- Work to complete
- 1) Can you copy the PATCH-ED announcement word for word from "By November 5, 2015November" to "RIE Emergency Department."?
- 2) Do these statements agree with the PATCH-ED announcement? (a) The study opens to recruitment on a Tuesday. (b) The underlying diagnosis is apparent in most syncope patients after assessment. (c) Most high and medium risk patients are sent home rather than admitted. Answer yes or no for each, quoting the deciding words.

- Selected text
--------------------------------

By November 5, 2015November 14th, 2023No Comments

The PATCH-ED study will open to recruitment from Tuesday 10th November 2015 within the RIE Emergency Department.

Syncope, defined as a partial or complete loss of consciousness with interruption of awareness of oneself and ones surroundings, is a common Emergency Department (ED) presentation but the underlying diagnosis is not apparent in 60% of patients after assessment and serious adverse event rate is 7% at one month with most having acute cardiovascular events, also more likely to be unexplained after ED assessment. Many cardiovascular events are due to arrhythmia, difficult for clinicians to diagnose, as examination and Electrocardiogram (ECG) findings may both be normal and symptoms have resolved by the time the patient gets to the ED. Currently establishing a cardiac arrhythmia as the cause of syncope rests on correlating the arrhythmia with symptoms using monitoring devices such as Holter but these all have significant drawbacks. The clinical challenge in the ED is therefore to identify the moderate and high-risk patients and refer them for further investigation and monitoring if appropriate. The logistics of arranging follow up within a timely period of the patient’s ED visit is often problematic for a variety of reasons including availability of timely specialty outpatient appointments, a lack of consensus of the specialty to whom the syncope patient should be referred (cardiology, medicine, neurology, general practice) and availability of Holter and other monitoring devices. For this reason most high and medium risk patients are admitted to hospital.

--------------------------------

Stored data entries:
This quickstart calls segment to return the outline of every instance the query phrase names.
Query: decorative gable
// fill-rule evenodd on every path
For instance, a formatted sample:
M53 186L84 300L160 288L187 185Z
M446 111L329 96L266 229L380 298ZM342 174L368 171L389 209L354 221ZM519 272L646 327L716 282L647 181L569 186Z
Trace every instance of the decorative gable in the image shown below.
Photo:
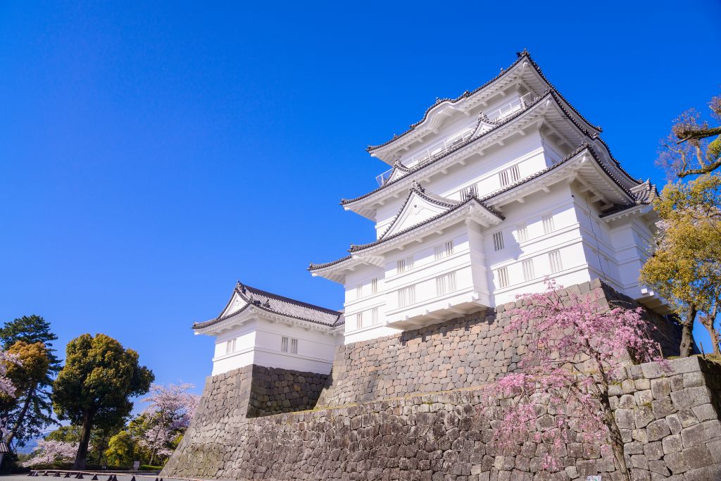
M243 309L247 304L248 303L242 298L240 293L238 292L238 289L236 288L233 291L233 296L231 297L230 301L229 301L228 305L226 306L226 308L223 309L223 312L221 312L221 314L218 317L225 317L226 316L231 314L234 312L237 312L240 309Z
M388 229L383 233L381 239L389 237L399 232L422 224L428 219L447 212L459 203L430 193L417 182L413 182L405 203L393 219Z

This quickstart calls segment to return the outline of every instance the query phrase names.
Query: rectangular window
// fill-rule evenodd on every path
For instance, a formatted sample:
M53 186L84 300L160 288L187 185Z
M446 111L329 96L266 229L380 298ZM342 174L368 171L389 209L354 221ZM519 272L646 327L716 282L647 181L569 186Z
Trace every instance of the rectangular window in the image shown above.
M409 286L398 290L398 306L405 307L415 304L415 286Z
M500 179L500 186L505 187L518 182L521 180L521 172L518 170L518 166L514 165L499 172L498 177Z
M226 354L235 352L235 339L231 339L226 342Z
M525 224L519 224L516 226L516 239L519 242L528 240L528 229Z
M549 213L544 214L543 217L541 217L541 219L543 221L543 233L544 234L550 234L551 232L553 232L554 230L556 230L555 227L553 225L553 214L552 213Z
M498 281L498 288L508 287L508 269L501 268L496 270L496 280Z
M436 260L451 255L453 255L453 240L449 240L433 247L433 256Z
M536 278L536 273L534 272L534 260L528 259L521 262L523 268L523 281L531 281Z
M456 273L435 278L435 294L443 296L456 290Z
M396 264L399 273L407 272L413 268L413 256L396 261Z
M503 232L496 232L493 234L493 250L503 250Z
M461 190L461 200L465 200L469 197L478 195L478 188L475 185L469 185L465 189Z
M548 253L548 261L551 265L552 273L557 273L563 268L561 265L561 252L557 250Z

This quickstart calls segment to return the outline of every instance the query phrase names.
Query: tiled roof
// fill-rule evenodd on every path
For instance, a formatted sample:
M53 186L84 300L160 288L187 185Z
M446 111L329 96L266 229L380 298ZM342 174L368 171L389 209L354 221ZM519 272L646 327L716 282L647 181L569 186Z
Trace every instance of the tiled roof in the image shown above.
M559 168L560 166L562 166L564 164L567 163L567 162L569 162L570 160L571 160L572 158L575 157L577 155L578 155L579 154L582 153L584 151L587 151L590 154L591 157L596 161L596 162L598 164L598 166L601 167L601 168L606 173L606 175L609 176L609 178L610 178L611 180L614 181L614 183L615 183L616 185L618 185L619 187L621 188L624 193L626 193L626 194L627 195L629 195L629 198L636 199L636 203L632 203L632 204L629 204L629 205L627 205L627 206L619 206L617 208L613 209L613 211L608 211L606 213L604 213L603 214L602 214L601 216L601 217L607 216L607 215L610 215L611 213L615 213L616 212L618 212L619 211L625 210L627 208L630 208L631 207L634 207L634 206L635 206L637 205L639 205L640 203L648 203L650 201L650 200L653 200L653 196L655 195L654 193L655 193L655 186L651 185L650 182L647 181L647 182L643 182L643 183L637 185L637 186L632 187L630 190L626 188L620 182L620 181L618 179L616 179L616 177L609 170L608 167L606 167L606 165L601 160L601 158L596 154L596 152L593 149L593 146L591 146L591 145L588 141L584 141L583 142L581 143L581 144L575 150L574 150L572 152L571 152L570 154L569 154L568 155L567 155L562 159L561 159L560 161L556 162L555 164L554 164L553 165L552 165L549 167L547 167L545 169L543 169L542 170L539 170L539 172L533 174L532 175L529 175L528 177L523 177L523 179L521 179L520 180L518 180L518 182L515 182L513 184L508 185L507 187L505 187L503 188L498 189L497 190L492 192L490 194L484 195L483 197L481 197L481 198L478 198L478 197L476 197L476 196L469 197L465 201L462 201L462 202L461 201L454 200L453 202L457 202L458 203L457 205L456 205L454 207L451 207L451 208L449 208L448 211L446 211L445 212L443 212L443 213L440 213L440 214L438 214L438 215L437 215L437 216L435 216L434 217L431 217L430 219L428 219L424 221L423 222L421 222L420 224L416 224L415 226L412 226L411 227L409 227L408 229L404 229L403 231L402 231L400 232L398 232L397 234L394 234L394 235L392 235L392 236L391 236L391 237L388 237L386 239L381 238L381 239L379 239L378 240L374 241L373 242L370 242L368 244L360 244L360 245L353 245L353 244L351 244L350 249L349 250L349 251L350 252L358 252L359 250L362 250L363 249L366 249L367 247L373 247L374 245L377 245L377 244L380 244L380 243L381 243L383 242L385 242L386 240L389 240L390 239L393 239L393 238L394 238L394 237L396 237L397 236L399 236L401 234L405 234L406 232L407 232L407 231L409 231L410 230L416 229L417 227L420 227L420 226L426 224L428 224L429 222L432 222L433 221L435 221L435 219L439 219L440 217L442 217L443 216L445 216L447 213L450 213L450 212L451 212L453 211L456 210L459 207L461 207L462 206L465 206L466 203L468 203L469 202L470 202L472 200L475 200L475 201L478 202L483 207L485 207L485 208L487 208L489 211L490 211L492 213L498 216L500 219L505 219L503 217L503 216L500 213L499 213L497 211L495 211L495 209L493 209L493 208L492 208L492 207L490 207L489 206L487 206L485 203L485 201L489 200L493 198L494 197L497 197L498 195L500 195L501 194L505 193L506 192L508 192L509 190L512 190L515 189L516 187L518 187L520 185L523 185L523 184L525 184L525 183L526 183L528 182L530 182L531 180L533 180L534 179L536 179L536 178L538 178L539 177L541 177L544 174L546 174L546 173L547 173L547 172L550 172L552 170L554 170L555 169ZM428 195L428 193L426 193L426 195ZM444 199L446 201L449 200L449 199L446 199L446 198L439 198ZM649 200L647 201L646 199L650 199L650 200ZM406 201L407 202L407 200ZM350 255L345 256L345 257L342 257L341 259L338 259L337 260L334 260L334 261L330 262L326 262L324 264L311 264L310 267L309 268L309 270L317 270L317 269L322 269L322 268L327 268L327 267L329 267L329 266L333 265L335 264L338 264L338 263L340 263L340 262L342 262L344 260L348 260L348 259L350 259L351 257L352 256L350 256Z
M441 212L439 214L433 216L433 217L430 217L430 219L428 219L423 221L423 222L420 222L420 223L418 223L418 224L417 224L415 225L413 225L413 226L411 226L410 227L407 227L407 229L404 229L402 231L397 232L397 233L394 234L392 236L389 236L387 237L381 237L381 238L378 239L377 240L375 240L375 241L373 241L372 242L368 242L368 244L358 244L358 245L351 244L350 244L350 249L349 249L348 251L350 252L357 252L363 250L364 249L368 249L368 247L372 247L373 246L379 245L379 244L382 244L383 242L385 242L386 241L391 240L392 239L395 239L396 237L397 237L399 236L401 236L401 235L403 235L404 234L406 234L407 232L410 232L410 231L412 231L412 230L414 230L415 229L417 229L418 227L420 227L421 226L425 226L425 224L429 224L430 222L433 222L433 221L435 221L436 219L441 219L441 217L443 217L444 216L446 216L446 215L451 213L451 212L457 211L461 207L463 207L464 206L468 205L469 203L470 203L472 202L476 202L476 203L477 203L483 208L485 208L485 210L488 211L488 212L490 212L490 213L493 214L494 216L495 216L498 219L500 219L501 220L505 219L505 217L504 217L504 216L502 213L500 213L497 211L493 209L492 208L489 207L488 206L486 206L481 200L479 200L478 199L478 198L477 198L475 196L469 197L465 200L463 200L463 201L457 201L457 200L456 200L454 202L456 203L452 207L448 208L448 209L447 211L445 211L444 212Z
M601 214L601 217L608 217L609 216L612 216L614 213L618 213L619 212L623 212L624 211L627 211L629 208L633 208L637 206L648 206L653 203L654 199L658 195L658 190L656 190L656 186L651 183L651 181L646 180L646 182L642 184L639 184L636 187L632 187L631 193L633 195L634 202L629 203L624 206L619 206L610 211L606 211L603 213Z
M485 132L484 133L482 133L482 134L481 134L481 135L479 135L478 136L476 136L476 137L474 137L473 136L469 137L468 140L466 141L465 142L459 144L455 148L446 151L442 155L440 155L438 157L436 157L435 159L433 159L430 162L429 162L428 163L421 164L420 165L414 167L412 169L412 170L414 171L414 172L415 172L415 171L420 171L420 170L421 170L421 169L423 169L428 167L429 165L432 165L433 164L438 162L441 159L445 158L446 156L450 155L451 154L455 152L456 151L459 150L461 149L463 149L464 147L465 147L466 146L469 145L469 144L472 144L472 143L473 143L473 142L474 142L477 140L479 140L480 138L483 138L485 136L490 134L492 132L495 132L497 129L498 129L502 125L505 125L505 124L507 124L507 123L510 123L510 122L516 120L516 118L518 118L521 115L523 115L526 112L527 112L528 110L529 110L534 105L536 105L536 104L540 103L542 100L544 100L547 97L552 98L552 99L554 99L556 101L557 105L561 109L562 112L563 112L564 115L565 115L566 117L570 120L571 120L571 122L578 128L578 130L583 135L585 135L586 137L588 137L590 140L594 140L594 141L595 140L598 140L598 141L599 141L606 148L606 149L608 150L608 151L609 151L609 156L614 162L614 164L616 165L616 167L617 167L619 168L619 170L621 170L622 172L623 172L623 174L624 175L626 175L629 179L630 179L631 180L632 180L632 181L634 181L635 182L639 182L640 183L641 182L640 180L639 180L637 179L635 179L633 177L632 177L627 172L626 172L626 170L624 170L623 169L623 167L621 167L620 162L619 162L619 161L617 161L616 159L614 159L613 157L613 156L611 154L610 149L609 149L608 145L606 144L606 142L603 141L603 139L601 138L601 137L598 135L598 133L590 132L587 128L585 128L585 127L583 127L583 125L581 125L580 123L578 123L578 122L573 118L572 115L571 115L571 114L563 106L563 105L561 102L559 102L559 99L562 99L562 97L561 97L561 96L560 96L560 94L558 94L557 92L556 92L555 91L554 91L554 90L552 90L551 89L547 89L545 92L544 92L543 93L541 93L541 95L539 95L539 97L536 97L536 99L534 99L532 102L531 102L528 104L527 104L526 107L525 109L523 109L522 110L519 110L518 112L516 112L515 114L513 114L512 115L509 115L508 117L507 117L505 119L503 119L502 121L497 123L496 124L496 125L493 128L492 128L491 130L487 131ZM357 202L358 200L360 200L361 199L363 199L363 198L366 198L366 197L372 195L373 194L376 193L376 192L379 192L379 190L381 190L386 187L387 186L389 186L389 185L390 185L392 184L394 184L395 182L400 181L401 180L402 180L403 178L404 178L404 177L405 176L404 176L403 177L399 177L399 178L398 178L398 179L397 179L395 180L387 182L384 183L383 185L381 185L381 186L380 186L380 187L377 187L376 189L373 189L373 190L371 190L371 191L370 191L368 193L366 193L363 194L363 195L360 195L358 197L356 197L355 198L353 198L353 199L341 199L340 204L342 206L345 206L345 205L347 205L347 204L353 203L354 202Z
M376 149L379 149L381 147L386 146L389 144L391 144L392 142L393 142L393 141L394 141L400 138L401 137L403 137L404 136L407 135L408 133L410 133L412 131L413 131L413 129L415 129L416 127L417 127L418 125L420 125L420 124L422 124L425 120L425 119L428 118L428 114L430 112L430 111L433 110L436 107L438 107L438 105L440 105L441 104L446 103L446 102L448 102L448 103L451 104L451 105L452 104L455 104L455 103L457 103L459 101L460 101L460 100L461 100L463 99L467 98L467 97L470 97L471 95L473 95L476 92L477 92L482 90L482 89L488 87L489 85L490 85L493 82L496 81L497 80L498 80L499 79L500 79L501 77L503 77L503 76L505 76L513 67L515 67L516 65L518 65L518 63L520 63L521 62L522 62L523 60L528 60L528 62L534 67L534 69L536 70L536 71L538 72L539 76L541 79L543 79L544 81L545 81L548 84L549 87L554 92L555 92L563 100L563 102L565 102L571 108L571 110L573 110L573 112L575 112L575 114L577 115L578 115L581 119L583 119L583 121L585 122L587 124L588 124L589 125L590 125L591 127L593 127L594 130L596 130L596 131L598 131L599 132L602 131L602 129L601 128L601 127L599 127L598 125L594 125L590 122L589 122L588 120L588 119L586 119L585 117L583 117L583 115L582 115L580 114L580 112L579 112L578 110L577 110L576 108L575 107L573 107L573 105L572 105L570 104L570 102L569 102L568 100L567 100L566 98L565 97L563 97L563 95L562 95L559 92L558 92L558 90L556 89L556 87L554 87L553 84L550 81L549 81L548 79L546 78L546 76L544 75L544 74L543 74L542 71L541 71L541 68L539 66L538 63L536 63L536 61L534 61L534 59L531 58L531 54L528 53L528 50L526 50L526 49L523 49L523 51L516 53L516 56L518 56L518 58L516 60L516 61L514 61L513 63L511 63L508 66L508 69L506 69L505 70L501 69L501 71L500 71L500 74L498 74L498 75L495 76L495 77L493 77L492 79L491 79L490 80L489 80L486 83L483 84L480 87L476 88L474 90L473 90L473 92L469 92L468 90L466 90L466 92L463 92L463 94L461 94L459 97L456 97L455 99L437 99L435 100L435 104L433 104L433 105L431 105L430 107L429 107L428 109L426 109L425 112L423 114L423 118L421 118L420 120L418 120L415 123L411 124L410 125L408 130L407 130L406 131L403 132L400 135L394 136L392 138L391 138L389 141L386 141L384 142L383 144L379 144L379 145L376 145L376 146L368 146L366 149L366 150L367 150L368 151L371 151L376 150Z
M238 310L223 316L223 312L228 309L228 306L230 305L236 294L246 304ZM338 311L326 309L325 307L321 307L320 306L316 306L301 301L296 301L288 297L278 296L278 294L274 294L266 291L257 289L250 286L242 284L240 282L236 285L235 289L233 291L233 294L234 296L231 296L230 301L228 301L228 304L224 308L223 312L221 313L221 315L205 322L196 322L193 325L193 328L203 329L203 327L213 325L243 312L250 306L273 314L278 314L327 326L336 326L342 323L342 321L340 320L342 313Z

--------------------------------

- Your responses
- 1)
By November 5, 2015November 14th, 2023No Comments

The PATCH-ED study will open to recruitment from Tuesday 10th November 2015 within the RIE Emergency Department.

- 2)
(a) Yes: "will open to recruitment from Tuesday 10th November 2015"
(b) No: "the underlying diagnosis is not apparent in 60% of patients after assessment"
(c) No: "most high and medium risk patients are admitted to hospital"